-- Begin Extracted material --

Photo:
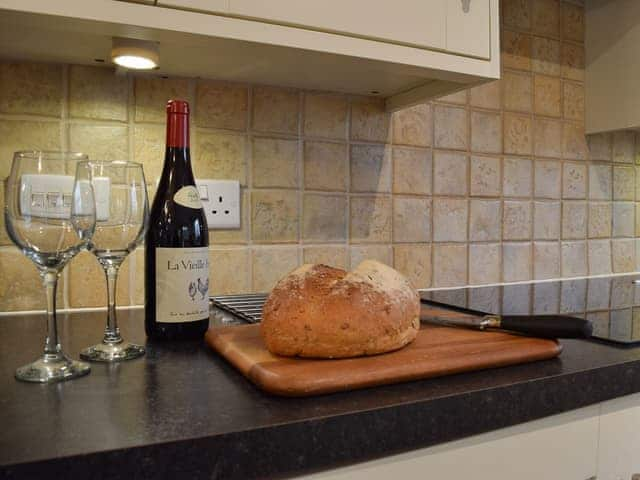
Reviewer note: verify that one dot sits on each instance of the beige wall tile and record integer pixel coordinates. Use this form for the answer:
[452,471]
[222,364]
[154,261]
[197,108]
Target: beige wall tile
[623,183]
[518,135]
[324,217]
[370,219]
[20,285]
[518,91]
[221,105]
[152,95]
[573,101]
[546,260]
[623,219]
[573,22]
[547,179]
[274,162]
[599,219]
[97,93]
[574,220]
[31,88]
[450,220]
[623,146]
[101,142]
[485,176]
[548,138]
[546,57]
[88,286]
[236,235]
[600,146]
[360,253]
[451,127]
[411,219]
[546,96]
[573,61]
[516,50]
[334,256]
[574,145]
[275,110]
[486,132]
[460,97]
[449,173]
[574,259]
[600,182]
[413,126]
[274,216]
[599,257]
[516,13]
[370,121]
[545,17]
[487,95]
[574,181]
[25,135]
[325,115]
[414,261]
[370,168]
[623,255]
[449,265]
[149,149]
[484,263]
[546,220]
[221,156]
[229,271]
[516,220]
[518,177]
[516,262]
[484,220]
[271,264]
[412,171]
[325,166]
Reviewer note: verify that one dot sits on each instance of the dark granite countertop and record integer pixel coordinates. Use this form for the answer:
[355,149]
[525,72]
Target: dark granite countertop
[183,411]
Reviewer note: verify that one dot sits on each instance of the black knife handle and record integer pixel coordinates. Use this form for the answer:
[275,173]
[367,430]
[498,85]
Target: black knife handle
[549,326]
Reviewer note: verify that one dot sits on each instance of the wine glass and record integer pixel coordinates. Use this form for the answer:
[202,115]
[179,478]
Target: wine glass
[50,216]
[122,217]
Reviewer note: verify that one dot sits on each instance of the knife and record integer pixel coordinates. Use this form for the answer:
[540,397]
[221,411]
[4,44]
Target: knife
[548,326]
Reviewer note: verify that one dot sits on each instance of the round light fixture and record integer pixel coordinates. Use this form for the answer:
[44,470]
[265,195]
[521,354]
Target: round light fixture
[135,54]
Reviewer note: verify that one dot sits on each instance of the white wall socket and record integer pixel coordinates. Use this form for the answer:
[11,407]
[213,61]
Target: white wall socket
[221,202]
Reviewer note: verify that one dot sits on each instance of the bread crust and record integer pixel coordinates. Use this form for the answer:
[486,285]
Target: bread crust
[324,312]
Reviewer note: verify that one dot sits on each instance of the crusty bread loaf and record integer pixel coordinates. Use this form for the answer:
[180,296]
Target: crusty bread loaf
[320,311]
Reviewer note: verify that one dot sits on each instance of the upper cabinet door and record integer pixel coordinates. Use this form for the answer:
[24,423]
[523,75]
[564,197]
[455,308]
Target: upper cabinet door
[414,22]
[469,27]
[214,6]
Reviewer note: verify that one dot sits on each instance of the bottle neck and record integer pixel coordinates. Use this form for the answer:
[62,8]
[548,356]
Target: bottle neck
[177,131]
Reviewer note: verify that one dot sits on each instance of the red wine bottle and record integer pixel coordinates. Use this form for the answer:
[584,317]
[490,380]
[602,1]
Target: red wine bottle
[177,241]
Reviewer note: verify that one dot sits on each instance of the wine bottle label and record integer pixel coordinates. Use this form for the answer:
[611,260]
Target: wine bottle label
[188,197]
[182,284]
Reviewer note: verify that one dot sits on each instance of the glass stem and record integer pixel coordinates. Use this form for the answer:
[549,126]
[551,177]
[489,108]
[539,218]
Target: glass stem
[52,349]
[111,332]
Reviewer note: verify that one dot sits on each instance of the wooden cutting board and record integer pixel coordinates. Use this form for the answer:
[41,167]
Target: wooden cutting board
[435,352]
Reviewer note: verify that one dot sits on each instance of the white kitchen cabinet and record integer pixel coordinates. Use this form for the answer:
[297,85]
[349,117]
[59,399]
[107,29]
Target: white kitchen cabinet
[406,51]
[560,447]
[619,444]
[612,66]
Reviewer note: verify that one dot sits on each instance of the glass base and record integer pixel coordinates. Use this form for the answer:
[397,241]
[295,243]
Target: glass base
[52,368]
[112,352]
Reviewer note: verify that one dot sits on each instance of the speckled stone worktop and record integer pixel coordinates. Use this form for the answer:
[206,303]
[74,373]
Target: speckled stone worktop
[182,411]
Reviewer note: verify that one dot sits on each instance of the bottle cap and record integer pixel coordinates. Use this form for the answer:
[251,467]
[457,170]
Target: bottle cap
[178,106]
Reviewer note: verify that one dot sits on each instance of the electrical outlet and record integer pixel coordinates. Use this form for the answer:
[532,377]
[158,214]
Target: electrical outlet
[221,202]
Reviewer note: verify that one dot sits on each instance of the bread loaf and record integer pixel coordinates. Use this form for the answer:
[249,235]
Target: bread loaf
[325,312]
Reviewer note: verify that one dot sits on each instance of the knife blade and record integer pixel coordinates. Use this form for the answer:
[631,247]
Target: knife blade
[548,326]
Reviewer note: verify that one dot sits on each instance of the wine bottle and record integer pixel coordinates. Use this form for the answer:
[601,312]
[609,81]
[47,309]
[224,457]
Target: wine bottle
[176,250]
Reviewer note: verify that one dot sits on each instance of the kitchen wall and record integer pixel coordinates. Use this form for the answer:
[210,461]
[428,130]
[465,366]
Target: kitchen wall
[492,184]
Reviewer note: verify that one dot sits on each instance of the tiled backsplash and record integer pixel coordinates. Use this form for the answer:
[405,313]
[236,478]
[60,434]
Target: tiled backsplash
[492,184]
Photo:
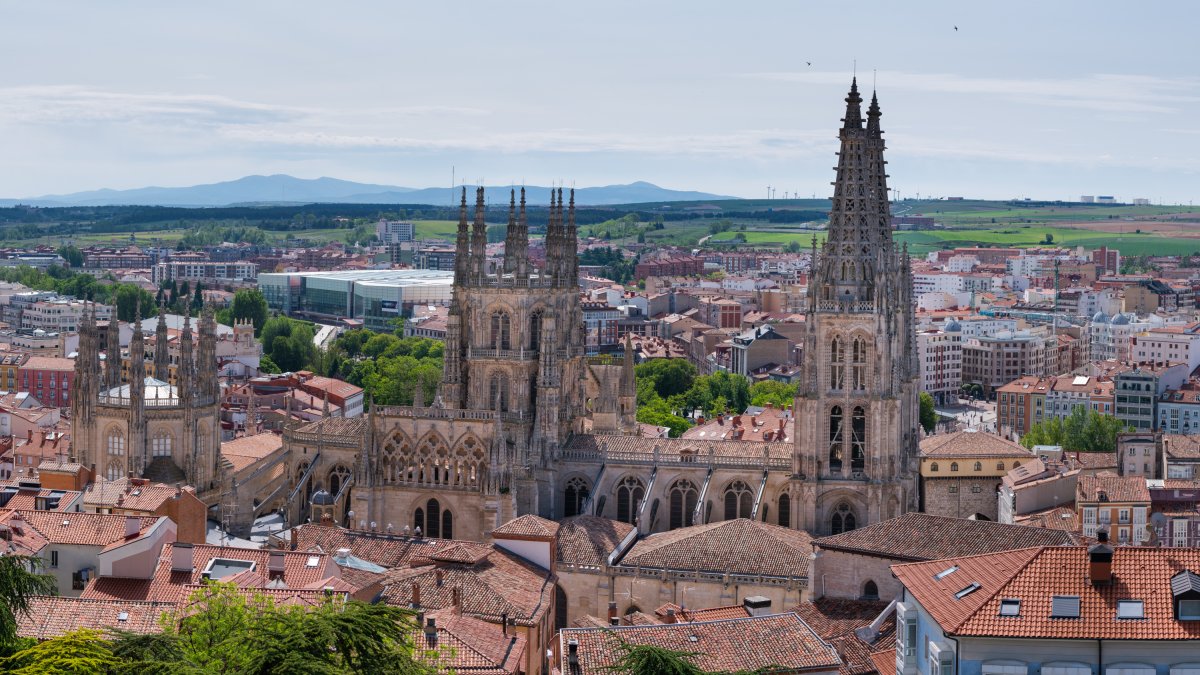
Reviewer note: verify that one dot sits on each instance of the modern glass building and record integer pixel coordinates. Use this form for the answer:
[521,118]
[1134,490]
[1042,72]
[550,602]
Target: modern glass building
[375,297]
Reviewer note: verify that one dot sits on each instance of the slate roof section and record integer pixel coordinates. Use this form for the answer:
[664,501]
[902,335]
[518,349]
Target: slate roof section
[737,547]
[727,645]
[589,539]
[971,444]
[1036,575]
[528,526]
[921,536]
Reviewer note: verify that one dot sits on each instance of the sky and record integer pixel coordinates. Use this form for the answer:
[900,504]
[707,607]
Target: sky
[1026,99]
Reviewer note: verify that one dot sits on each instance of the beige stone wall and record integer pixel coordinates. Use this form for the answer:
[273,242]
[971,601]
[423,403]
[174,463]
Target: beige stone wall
[957,497]
[838,574]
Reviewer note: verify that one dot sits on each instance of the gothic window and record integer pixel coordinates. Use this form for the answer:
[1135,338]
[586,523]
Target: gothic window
[575,495]
[498,393]
[499,330]
[337,478]
[629,495]
[835,438]
[738,501]
[843,519]
[115,442]
[837,365]
[160,446]
[858,356]
[535,330]
[858,440]
[683,503]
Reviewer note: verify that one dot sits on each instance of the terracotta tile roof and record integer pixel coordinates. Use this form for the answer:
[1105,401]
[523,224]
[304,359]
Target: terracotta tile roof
[472,646]
[499,584]
[528,526]
[53,616]
[249,449]
[167,585]
[1111,488]
[1039,574]
[588,539]
[729,645]
[971,444]
[735,547]
[837,620]
[921,536]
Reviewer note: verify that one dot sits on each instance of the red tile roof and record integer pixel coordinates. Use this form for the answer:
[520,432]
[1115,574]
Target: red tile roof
[727,645]
[1036,575]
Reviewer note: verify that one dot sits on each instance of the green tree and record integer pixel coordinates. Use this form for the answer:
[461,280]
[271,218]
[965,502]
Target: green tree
[928,414]
[250,304]
[19,581]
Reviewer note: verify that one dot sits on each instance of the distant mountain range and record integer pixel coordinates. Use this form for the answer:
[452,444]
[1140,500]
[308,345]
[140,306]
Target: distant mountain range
[288,190]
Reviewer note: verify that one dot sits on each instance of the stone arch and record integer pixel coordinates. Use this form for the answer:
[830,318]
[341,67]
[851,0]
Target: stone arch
[575,494]
[738,499]
[630,491]
[682,496]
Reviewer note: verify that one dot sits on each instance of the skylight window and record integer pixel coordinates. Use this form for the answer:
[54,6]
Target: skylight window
[946,573]
[1131,609]
[1065,607]
[972,587]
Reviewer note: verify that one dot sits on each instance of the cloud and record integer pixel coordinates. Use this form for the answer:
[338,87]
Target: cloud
[1105,93]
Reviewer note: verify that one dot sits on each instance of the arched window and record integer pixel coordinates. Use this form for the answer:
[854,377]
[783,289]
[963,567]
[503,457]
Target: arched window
[498,393]
[115,442]
[501,329]
[432,519]
[683,503]
[858,440]
[838,368]
[843,519]
[629,495]
[160,446]
[535,330]
[574,496]
[738,501]
[858,364]
[835,440]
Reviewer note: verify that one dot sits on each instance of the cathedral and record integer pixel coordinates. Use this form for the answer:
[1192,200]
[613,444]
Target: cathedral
[142,424]
[525,422]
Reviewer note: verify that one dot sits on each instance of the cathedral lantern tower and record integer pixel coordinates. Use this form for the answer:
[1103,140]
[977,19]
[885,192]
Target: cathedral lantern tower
[857,406]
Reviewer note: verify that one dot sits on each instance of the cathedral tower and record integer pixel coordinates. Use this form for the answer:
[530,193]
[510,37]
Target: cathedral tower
[857,407]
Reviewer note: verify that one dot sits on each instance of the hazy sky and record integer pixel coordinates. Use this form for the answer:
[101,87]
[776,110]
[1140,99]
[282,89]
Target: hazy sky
[1027,99]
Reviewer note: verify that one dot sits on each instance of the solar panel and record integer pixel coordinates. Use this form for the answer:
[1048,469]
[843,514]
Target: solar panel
[1131,609]
[1065,607]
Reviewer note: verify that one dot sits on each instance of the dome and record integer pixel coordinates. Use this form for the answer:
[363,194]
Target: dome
[154,390]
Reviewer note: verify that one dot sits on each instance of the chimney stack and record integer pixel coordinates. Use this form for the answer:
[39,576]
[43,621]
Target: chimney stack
[1099,560]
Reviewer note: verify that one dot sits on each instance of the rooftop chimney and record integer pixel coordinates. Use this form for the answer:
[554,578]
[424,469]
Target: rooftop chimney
[180,556]
[1099,560]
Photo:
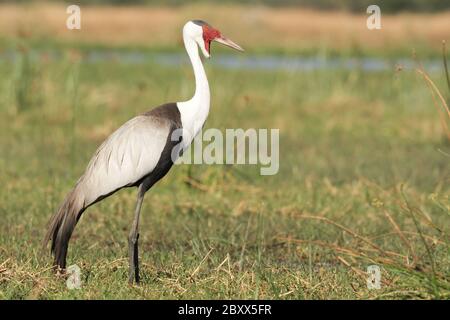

-- End Extracted material --

Challenge: How many lines in the records above contain the word "mountain"? Case matters, so count only matches with the same capitalization, and reply with the number alone.

Complete output: 2